Грани пушкинской свободы в лирике ХХ века (А.Блок, Б.Пастернак, Д. Самойлов)
Пушкин! Тайную свободу
Пели мы вослед тебе!
А.Блок
Стихия свободной стихии
С свободной стихией стиха.
Б.Пастернак.
Благодаренье богу, ты свободен –
В России, в Болдине, в карантине…
Д.Самойлов.
Несомненно, что лирика ХХ века как целое обращена к Пушкину. Но на фоне этой неизбежной обращенности можно выделить несколько смысловых центров постоянного притяжения. Один из них – пушкинское понимание свободы, раскрывающееся поэтами ХХ века в различных аспектах, причем возможности такого разностороннего подхода задает сама пушкинская поэзия с ее движением от внешней свободы к внутренней, от политической «вольности» – к личностному «самостоянью». «Эволюция темы свободы и употребления этого слова Пушкиным показывает, как формируется индивидуальный пушкинский контекст, поэтический мир; и вместе с образованием этого мира «свобода» лишь постепенно становится вполне пушкинским словом, особой пушкинской свободой» [Бочаров, 8-9]. В трагических перипетиях ХХ века пушкинская свобода обрела черты своеобразного «исхода», поскольку речь шла о сохранении свободы поэта в условиях, принципиально ее отвергавших. Обращения русской поэзии к теме пушкинской свободы, точнее, ее афористические определения, составили целостный поэтический сюжет, основные вехи которого мы попробуем проследить.
Первую и максимально емкую формулу содержит стихотворение А.А. Блока «Пушкинскому дому» (1921), традиционно воспринимаемое как его поэтическое завещание:
Пушкин! Тайную свободу
Пели мы вослед тебе!
Дай нам руку в непогоду,
Помоги в немой борьбе [Блок, 2, 261].
Слова, выделенные Блоком, представляют собой точную цитату из пушкинского послания «К Н. Я. Плюсковой» (1818). Контекст символичен: Блок завершает свой путь теми словами, которыми начал его Пушкин:
Любовь и тайная свобода
Внушали сердцу гимн простой,
И неподкупный голос мой
Был эхо русского народа. [Пушкин, 1, 60]
З.Г. Минц отмечает, что «образ «тайной свободы» встречается в творчестве Пушкина не раз – в том числе в хорошо известном Блоку послании «А.Ф. Орлову» [Минц, 728]:
Смирив немирные желанья,
Без долимана, без усов,
Сокроюсь с тайною свободой,
С цевницей, негой и природой
Под сенью дедовских лесов [Пушкин, 1, 74].

===

Задание » Выведите без изменений фрагмент статьи о пушкинской свободе от «Грани пушкинской свободы» до «Д.Самойлов.» включительно.

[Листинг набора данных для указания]
===

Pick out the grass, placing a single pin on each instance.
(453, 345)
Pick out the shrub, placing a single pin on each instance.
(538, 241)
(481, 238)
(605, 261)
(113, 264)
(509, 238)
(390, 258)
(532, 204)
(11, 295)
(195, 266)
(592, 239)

===

Решение задачи »
Грани пушкинской свободы в лирике ХХ века (А.Блок, Б.Пастернак, Д. Самойлов)
Пушкин! Тайную свободу
Пели мы вослед тебе!
А.Блок
Стихия свободной стихии
С свободной стихией стиха.
Б.Пастернак.
Благодаренье богу, ты свободен –
В России, в Болдине, в карантине…
Д.Самойлов.